Texto fornecido >>
§

Esses programas eram irradiados em sua maioria ou muito cedo, pela manhã, ou tarde da noite, não apenas porque quem ouve música sertaneja é pobre, e pobre levanta cedo e só volta para casa à noite, mas porque as direções das emissoras reservavam os melhores horários do dia para os programas e músicas da preferência das camadas de classe média, às quais se dirigiam quase todos os anúncios produzidos pelas grandes companhias de publicidade (que garantem o faturamento das rádios).
E eis, afinal, como se pode explicar por aí o preconceito das pessoas da cidade contra os gêneros de música que se englobam sob o título genérico de "sertanejos": é que, como os chamados horários nobres só transmitem a música da moda, geralmente internacionalmente, aquelas que falam a linguagem do homem das áreas rurais passam automaticamente a ser julgadas músicas que "não estão com nada", ou "não têm nada a ver". Isso, naturalmente, constitui um grande erro. Um erro que geralmente leva pessoas que se acham culturalmente superiores à gente do interior à enorme contradição de gostar do som country (o som dos caipiras norte-americanos que não entendem, por ser cantado em inglês), e a desprezar as toadas e modas-de-viola, que falam de tantas coisas que deveriam conhecer.

§

Entradas fornecidas >>
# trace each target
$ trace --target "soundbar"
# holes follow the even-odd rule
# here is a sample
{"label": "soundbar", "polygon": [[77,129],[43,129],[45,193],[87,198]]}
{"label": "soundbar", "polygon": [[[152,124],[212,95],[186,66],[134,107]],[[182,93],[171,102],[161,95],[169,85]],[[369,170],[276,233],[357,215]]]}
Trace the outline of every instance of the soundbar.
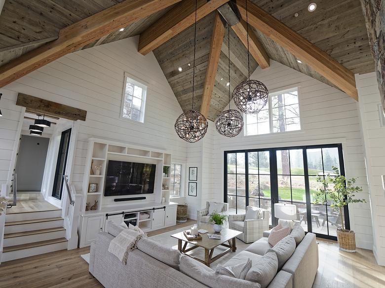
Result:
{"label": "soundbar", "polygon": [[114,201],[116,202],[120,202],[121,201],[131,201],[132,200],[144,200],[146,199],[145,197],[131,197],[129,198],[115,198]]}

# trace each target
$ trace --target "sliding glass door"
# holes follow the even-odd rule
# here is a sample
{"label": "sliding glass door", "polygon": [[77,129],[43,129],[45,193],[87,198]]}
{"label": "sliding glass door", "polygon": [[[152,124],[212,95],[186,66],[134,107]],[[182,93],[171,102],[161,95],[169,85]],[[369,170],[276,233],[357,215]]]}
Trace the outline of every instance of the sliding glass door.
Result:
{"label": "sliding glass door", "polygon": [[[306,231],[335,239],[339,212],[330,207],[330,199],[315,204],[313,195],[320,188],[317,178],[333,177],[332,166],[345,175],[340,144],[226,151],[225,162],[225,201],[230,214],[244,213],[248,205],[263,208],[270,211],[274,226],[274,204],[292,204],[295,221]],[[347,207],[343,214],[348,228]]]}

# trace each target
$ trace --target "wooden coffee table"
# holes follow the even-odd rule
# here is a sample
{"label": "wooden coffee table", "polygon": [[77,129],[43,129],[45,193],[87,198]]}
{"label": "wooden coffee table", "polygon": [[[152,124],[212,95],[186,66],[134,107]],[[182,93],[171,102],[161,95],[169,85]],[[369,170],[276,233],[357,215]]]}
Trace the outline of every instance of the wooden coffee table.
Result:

§

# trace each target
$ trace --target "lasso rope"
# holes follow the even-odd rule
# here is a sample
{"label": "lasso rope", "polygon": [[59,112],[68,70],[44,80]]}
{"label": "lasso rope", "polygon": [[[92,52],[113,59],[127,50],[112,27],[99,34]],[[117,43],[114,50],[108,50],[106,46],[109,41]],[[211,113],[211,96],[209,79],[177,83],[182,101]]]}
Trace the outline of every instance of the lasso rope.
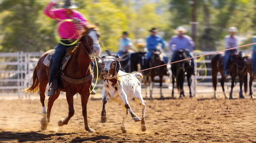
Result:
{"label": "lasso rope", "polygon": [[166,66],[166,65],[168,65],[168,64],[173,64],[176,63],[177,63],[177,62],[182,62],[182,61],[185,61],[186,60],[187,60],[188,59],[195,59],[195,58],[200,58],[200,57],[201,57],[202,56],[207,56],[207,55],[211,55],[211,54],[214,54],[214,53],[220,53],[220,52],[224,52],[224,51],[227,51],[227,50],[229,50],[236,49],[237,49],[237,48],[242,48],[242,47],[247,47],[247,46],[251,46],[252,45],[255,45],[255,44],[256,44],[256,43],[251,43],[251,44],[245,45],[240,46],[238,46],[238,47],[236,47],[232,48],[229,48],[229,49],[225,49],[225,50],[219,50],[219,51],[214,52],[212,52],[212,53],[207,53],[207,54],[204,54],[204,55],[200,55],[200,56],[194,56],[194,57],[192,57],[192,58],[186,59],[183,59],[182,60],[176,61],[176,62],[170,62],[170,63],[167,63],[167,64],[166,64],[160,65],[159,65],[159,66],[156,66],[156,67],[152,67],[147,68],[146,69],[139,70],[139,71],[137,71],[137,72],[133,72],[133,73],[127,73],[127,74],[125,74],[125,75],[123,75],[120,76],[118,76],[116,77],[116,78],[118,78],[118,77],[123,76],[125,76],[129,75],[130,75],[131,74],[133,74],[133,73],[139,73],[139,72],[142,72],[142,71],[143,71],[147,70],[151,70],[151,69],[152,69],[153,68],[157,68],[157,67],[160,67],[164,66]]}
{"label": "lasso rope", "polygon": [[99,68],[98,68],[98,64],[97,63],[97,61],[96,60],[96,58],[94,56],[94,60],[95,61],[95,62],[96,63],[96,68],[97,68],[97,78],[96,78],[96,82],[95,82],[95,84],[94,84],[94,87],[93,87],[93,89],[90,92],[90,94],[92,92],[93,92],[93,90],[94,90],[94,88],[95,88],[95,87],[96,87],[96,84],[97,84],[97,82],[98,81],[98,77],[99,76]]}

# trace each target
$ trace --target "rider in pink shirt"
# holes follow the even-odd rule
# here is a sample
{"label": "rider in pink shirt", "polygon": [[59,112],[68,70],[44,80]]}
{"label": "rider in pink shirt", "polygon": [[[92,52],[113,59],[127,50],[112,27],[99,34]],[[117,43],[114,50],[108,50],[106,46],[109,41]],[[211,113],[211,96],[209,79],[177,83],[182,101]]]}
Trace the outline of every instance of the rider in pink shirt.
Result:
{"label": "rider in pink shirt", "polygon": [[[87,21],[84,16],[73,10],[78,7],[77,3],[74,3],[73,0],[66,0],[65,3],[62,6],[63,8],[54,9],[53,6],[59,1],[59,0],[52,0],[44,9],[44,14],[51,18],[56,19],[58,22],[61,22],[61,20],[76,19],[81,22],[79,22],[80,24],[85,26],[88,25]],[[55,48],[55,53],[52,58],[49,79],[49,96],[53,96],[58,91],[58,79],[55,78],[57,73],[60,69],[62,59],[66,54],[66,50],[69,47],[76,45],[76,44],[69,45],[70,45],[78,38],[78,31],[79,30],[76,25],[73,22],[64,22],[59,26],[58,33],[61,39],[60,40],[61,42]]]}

§

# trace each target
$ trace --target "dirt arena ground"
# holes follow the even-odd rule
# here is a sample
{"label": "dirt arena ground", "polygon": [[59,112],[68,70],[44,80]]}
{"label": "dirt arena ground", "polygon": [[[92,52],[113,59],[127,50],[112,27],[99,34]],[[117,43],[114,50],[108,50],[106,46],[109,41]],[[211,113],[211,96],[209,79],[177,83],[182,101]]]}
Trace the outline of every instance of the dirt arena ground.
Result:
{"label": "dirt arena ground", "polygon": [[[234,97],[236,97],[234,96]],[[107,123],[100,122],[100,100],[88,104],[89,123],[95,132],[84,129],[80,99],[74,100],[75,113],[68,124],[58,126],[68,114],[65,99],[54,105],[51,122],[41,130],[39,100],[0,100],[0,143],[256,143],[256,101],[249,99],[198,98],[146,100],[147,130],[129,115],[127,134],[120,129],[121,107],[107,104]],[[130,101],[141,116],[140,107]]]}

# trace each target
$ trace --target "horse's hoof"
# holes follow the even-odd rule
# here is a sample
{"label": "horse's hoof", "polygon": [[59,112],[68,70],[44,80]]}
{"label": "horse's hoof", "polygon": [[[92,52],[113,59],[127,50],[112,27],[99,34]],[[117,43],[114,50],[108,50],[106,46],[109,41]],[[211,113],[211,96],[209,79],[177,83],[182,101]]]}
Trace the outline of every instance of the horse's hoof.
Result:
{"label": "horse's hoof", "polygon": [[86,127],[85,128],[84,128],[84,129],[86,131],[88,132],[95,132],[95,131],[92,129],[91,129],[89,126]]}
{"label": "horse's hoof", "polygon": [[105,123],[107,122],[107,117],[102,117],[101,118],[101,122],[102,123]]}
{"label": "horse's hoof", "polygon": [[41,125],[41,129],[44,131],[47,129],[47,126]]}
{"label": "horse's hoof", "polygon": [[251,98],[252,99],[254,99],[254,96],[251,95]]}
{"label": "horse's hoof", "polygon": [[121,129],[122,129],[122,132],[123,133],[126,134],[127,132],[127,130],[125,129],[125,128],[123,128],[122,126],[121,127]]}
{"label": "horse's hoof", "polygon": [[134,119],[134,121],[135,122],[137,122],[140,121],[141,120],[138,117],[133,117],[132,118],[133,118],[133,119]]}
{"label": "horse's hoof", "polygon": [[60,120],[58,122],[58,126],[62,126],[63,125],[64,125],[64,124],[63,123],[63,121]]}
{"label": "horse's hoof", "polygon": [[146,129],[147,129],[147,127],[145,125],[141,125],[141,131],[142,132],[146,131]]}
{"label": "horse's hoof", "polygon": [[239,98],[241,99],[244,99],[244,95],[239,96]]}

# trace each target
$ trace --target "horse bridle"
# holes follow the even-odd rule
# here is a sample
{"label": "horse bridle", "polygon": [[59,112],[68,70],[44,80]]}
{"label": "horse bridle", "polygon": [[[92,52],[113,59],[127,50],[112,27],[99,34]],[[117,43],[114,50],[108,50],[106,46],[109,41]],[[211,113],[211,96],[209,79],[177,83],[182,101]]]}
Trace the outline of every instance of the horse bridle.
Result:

§

Atividade A >> Passe para o inglês esta frase do texto fornecido: "Isso, naturalmente, constitui um grande erro."
Atividade B >> Dê seguimento ao texto sobre a música sertaneja no rádio, começando logo após a última frase.

Sua resposta A >> This, naturally, constitutes a great mistake.

Sua resposta B >>
No fundo, o raciocínio que conduz essas pessoas das grandes cidades a desprezar o que chamam de "música caipira" é mais ou menos o seguinte: caipira é gente de áreas subdesenvolvidas, logo sua cultura e sua música são subdesenvolvidas. Ora, quando se recorda que todos os sons da chamada música sertaneja da região Centro-Sul partem da viola, basta ouvir o especialista nesse instrumento Renato Andrade para se comprovar o engano. Isto porque, com uma viola de dez cordas nas mãos, Renato Andrade já demonstrou em seus discos ser esse instrumento um dos mais ricos de possibilidades sonoras do mundo, pois pode produzir desde sons harmônicos, até sons que se aparentam com os da harpa de concerto, da guitarra portuguesa, do bandolim e do próprio cravo. O que, aliás, confere à sonoridade das músicas à base de viola uma ponte com a música de Bach, fato por sinal já demonstrado com a transposição de peças desse grande compositor universal para viola caipira pelo professor Teodoro Nogueira.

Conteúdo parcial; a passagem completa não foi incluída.